START Supplied information
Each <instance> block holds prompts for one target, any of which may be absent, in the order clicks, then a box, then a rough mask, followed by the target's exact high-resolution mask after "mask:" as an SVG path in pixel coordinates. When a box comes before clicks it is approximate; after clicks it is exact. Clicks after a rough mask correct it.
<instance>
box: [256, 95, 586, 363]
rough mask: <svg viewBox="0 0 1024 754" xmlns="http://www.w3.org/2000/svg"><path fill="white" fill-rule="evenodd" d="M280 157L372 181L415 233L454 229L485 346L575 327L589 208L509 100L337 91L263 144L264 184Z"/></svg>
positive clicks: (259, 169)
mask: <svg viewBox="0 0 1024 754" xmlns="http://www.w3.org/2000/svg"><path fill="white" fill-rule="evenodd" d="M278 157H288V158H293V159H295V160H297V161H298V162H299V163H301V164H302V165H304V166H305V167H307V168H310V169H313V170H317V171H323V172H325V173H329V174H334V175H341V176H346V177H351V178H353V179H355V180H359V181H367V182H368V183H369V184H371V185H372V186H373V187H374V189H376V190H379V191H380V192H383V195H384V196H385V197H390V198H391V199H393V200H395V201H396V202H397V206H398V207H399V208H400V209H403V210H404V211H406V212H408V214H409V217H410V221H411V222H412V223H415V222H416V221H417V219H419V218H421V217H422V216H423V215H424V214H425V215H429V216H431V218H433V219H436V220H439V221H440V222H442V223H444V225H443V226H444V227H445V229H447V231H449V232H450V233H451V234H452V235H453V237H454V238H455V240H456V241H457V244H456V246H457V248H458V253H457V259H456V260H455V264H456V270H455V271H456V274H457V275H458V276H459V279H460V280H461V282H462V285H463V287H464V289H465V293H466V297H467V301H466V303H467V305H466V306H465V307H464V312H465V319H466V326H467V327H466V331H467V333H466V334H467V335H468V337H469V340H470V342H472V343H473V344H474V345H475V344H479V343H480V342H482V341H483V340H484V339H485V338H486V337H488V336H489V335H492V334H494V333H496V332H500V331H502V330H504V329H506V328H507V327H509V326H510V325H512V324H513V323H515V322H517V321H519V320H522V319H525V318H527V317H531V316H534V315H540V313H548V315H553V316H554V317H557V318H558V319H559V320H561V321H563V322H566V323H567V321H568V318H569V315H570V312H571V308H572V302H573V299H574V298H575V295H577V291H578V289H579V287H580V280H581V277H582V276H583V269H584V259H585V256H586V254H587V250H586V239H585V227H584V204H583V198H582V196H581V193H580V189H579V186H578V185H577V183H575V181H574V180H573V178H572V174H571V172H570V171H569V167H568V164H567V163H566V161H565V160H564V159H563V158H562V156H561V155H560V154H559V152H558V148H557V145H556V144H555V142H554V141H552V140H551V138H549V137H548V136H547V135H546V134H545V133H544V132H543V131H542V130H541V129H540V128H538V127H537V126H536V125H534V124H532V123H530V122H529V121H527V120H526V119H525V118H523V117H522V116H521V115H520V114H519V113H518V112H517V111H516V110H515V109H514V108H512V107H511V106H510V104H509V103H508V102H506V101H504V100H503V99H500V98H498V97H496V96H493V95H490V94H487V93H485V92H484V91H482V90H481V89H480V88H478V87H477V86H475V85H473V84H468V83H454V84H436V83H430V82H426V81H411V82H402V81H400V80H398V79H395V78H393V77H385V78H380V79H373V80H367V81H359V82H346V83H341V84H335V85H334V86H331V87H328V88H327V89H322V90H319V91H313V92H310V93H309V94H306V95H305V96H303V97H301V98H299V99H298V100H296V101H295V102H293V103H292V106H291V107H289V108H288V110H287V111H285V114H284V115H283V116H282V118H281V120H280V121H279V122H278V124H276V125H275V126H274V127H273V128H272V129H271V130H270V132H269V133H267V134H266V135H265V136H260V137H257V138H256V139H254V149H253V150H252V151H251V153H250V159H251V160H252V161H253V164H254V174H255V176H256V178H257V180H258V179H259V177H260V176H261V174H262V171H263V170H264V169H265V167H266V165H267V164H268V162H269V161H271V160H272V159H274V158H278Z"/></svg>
END Supplied information
Each line above from the one with "box: [256, 95, 586, 363]" up to and including the one with "rough mask: <svg" must be set down exactly, and no line outside that span may appear.

### Exercise response
box: [256, 95, 586, 363]
rough mask: <svg viewBox="0 0 1024 754" xmlns="http://www.w3.org/2000/svg"><path fill="white" fill-rule="evenodd" d="M280 157L372 181L415 233L454 229L485 346L575 327L589 208L509 100L337 91L263 144L264 184Z"/></svg>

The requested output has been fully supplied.